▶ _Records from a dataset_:
╔══

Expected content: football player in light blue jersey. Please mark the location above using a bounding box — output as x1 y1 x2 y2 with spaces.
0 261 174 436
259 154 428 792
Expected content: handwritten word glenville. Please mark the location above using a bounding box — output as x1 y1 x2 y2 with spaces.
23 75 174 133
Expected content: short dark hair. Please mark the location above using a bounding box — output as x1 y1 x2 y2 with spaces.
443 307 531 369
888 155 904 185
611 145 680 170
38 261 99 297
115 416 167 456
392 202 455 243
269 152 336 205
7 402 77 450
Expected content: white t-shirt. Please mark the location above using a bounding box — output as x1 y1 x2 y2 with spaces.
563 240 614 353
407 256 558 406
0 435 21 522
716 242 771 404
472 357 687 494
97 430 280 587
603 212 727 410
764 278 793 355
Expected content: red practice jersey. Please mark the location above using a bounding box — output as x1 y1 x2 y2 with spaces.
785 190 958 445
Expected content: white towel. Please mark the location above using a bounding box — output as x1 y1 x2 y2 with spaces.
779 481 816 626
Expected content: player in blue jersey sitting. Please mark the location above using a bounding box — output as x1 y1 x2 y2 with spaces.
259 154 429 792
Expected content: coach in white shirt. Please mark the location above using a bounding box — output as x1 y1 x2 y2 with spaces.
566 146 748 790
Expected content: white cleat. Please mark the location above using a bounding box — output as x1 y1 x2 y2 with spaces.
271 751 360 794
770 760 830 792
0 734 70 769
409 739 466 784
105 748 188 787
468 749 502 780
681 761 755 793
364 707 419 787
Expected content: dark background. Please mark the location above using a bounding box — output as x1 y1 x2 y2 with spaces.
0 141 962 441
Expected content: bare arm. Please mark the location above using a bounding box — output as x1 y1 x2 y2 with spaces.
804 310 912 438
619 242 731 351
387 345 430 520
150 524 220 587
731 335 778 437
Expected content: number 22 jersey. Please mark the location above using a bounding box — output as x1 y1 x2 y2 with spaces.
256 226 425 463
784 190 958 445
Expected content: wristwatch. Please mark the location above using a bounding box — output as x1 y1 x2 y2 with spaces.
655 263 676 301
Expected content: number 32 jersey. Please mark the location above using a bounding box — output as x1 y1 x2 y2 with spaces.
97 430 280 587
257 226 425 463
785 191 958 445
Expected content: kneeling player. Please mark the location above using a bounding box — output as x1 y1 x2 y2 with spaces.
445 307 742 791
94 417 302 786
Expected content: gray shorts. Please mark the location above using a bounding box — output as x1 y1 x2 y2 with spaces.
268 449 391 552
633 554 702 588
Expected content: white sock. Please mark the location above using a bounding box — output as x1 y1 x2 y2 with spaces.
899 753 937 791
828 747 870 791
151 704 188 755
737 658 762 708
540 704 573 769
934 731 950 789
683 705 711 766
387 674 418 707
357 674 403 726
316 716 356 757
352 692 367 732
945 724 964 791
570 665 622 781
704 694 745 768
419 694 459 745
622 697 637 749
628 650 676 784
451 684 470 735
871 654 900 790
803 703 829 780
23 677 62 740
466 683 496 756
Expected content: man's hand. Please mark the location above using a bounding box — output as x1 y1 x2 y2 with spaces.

╚══

▶ _Exercise description_: All of the records above are to be copied exactly.

▶ _Task result_:
Expected content: football player in light blue jersey. Please mark the location above using a bounding box — output as x1 y1 x2 y2 with spaces.
0 261 174 436
259 154 428 792
Expected content: handwritten word glenville. Please mark the location above using a bounding box — output as x1 y1 x2 y2 with spaces.
23 75 174 133
Expected content: short dark hair. Please mark the location above using a bounding box — output as x1 y1 x2 y2 with spaces.
443 307 531 369
888 155 904 185
611 145 680 170
38 261 99 297
115 416 167 456
392 202 455 243
269 152 336 205
7 402 77 450
Expected content: white t-shirt. Please mark the location above using a bounding box — output as x1 y1 x2 y2 with spaces.
563 240 614 353
407 256 558 406
0 435 21 522
716 242 771 404
472 357 687 494
97 430 280 587
603 212 727 410
764 278 793 355
Expected content: red practice jersey. Please mark the location above using a bounding box — output as x1 y1 x2 y2 with spaces.
785 190 958 445
Expected content: white towel. Please mark the location above using a bounding box — output as x1 y1 x2 y2 with spaces.
779 481 816 626
Expected content: player in blue jersey sitting. Please mark the location above using a bounding box — output as x1 y1 x2 y2 with spaces.
259 154 429 792
Expected content: coach in white shirt. Please mark the location above using a bounding box — output as x1 y1 x2 y2 with spaces.
566 146 748 790
Expected content: white cleat. Please mark the location above using a bounding box — output as x1 y1 x2 y2 with spaces.
271 751 360 794
770 760 830 792
0 734 70 769
409 739 466 784
105 748 188 787
468 749 502 780
681 761 755 793
364 707 419 787
Expected content: dark background. Please mark the location above using a bounding box — output as x1 y1 x2 y2 with spaces.
0 141 962 441
Expected content: bare arm. Please mark the location above using a bounding box — output as x1 y1 x2 y2 with spaces.
804 310 912 438
619 242 731 351
387 345 430 520
150 524 220 587
731 335 778 437
Expected content: number 22 jersey. Please mark the location above using a bounding box — output as x1 y1 x2 y2 with spaces.
256 226 425 463
784 190 958 445
Expected content: wristwatch. Please mark the location above using a bounding box — output as x1 y1 x2 y2 with spaces.
655 263 676 301
Expected content: number 32 jersey. Please mark the location above using a bounding box — output as x1 y1 x2 y2 with spaces.
97 430 280 587
257 226 425 463
785 191 958 445
Expected content: kneeling player. Please mark the location above using a bounding box — output as x1 y1 x2 y2 with spaces.
445 307 742 791
94 417 302 786
Expected content: gray shorts. Please mark the location above using a bounding box — output as x1 y1 x2 y2 with spaces.
268 449 391 552
633 554 702 588
Expected content: white sock. Please mark the location above using a bounding box — output as x1 y1 x2 y2 with spaces.
899 753 937 791
828 747 870 791
151 704 188 755
737 658 762 708
540 704 573 769
934 731 950 789
683 705 711 766
387 674 418 707
357 674 403 726
316 716 356 757
352 692 367 732
945 724 964 791
570 665 622 781
704 694 745 768
419 694 459 745
622 697 637 749
628 650 676 784
451 684 470 735
871 654 900 790
803 703 829 780
23 677 62 740
466 683 496 756
Expected content: man's hand. Please mark the location above using a bounding box — output as x1 y1 x2 y2 with spaces.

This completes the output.